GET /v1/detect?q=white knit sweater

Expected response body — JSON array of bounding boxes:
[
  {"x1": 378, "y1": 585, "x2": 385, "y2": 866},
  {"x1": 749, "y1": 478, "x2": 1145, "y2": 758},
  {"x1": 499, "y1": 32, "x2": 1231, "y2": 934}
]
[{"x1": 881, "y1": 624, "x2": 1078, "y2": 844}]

Description of the task => Write out all these lines again, requests included, and shift every bounding-box coordinate in the answers up by 98. The sample coordinates inside the requests stay as they are.

Full output =>
GET /v1/detect?q=white knit sweater

Expected response body — JSON array of bounding boxes:
[
  {"x1": 378, "y1": 585, "x2": 385, "y2": 866},
  {"x1": 749, "y1": 478, "x2": 1145, "y2": 758},
  {"x1": 499, "y1": 32, "x2": 1231, "y2": 934}
]
[{"x1": 979, "y1": 722, "x2": 1176, "y2": 942}]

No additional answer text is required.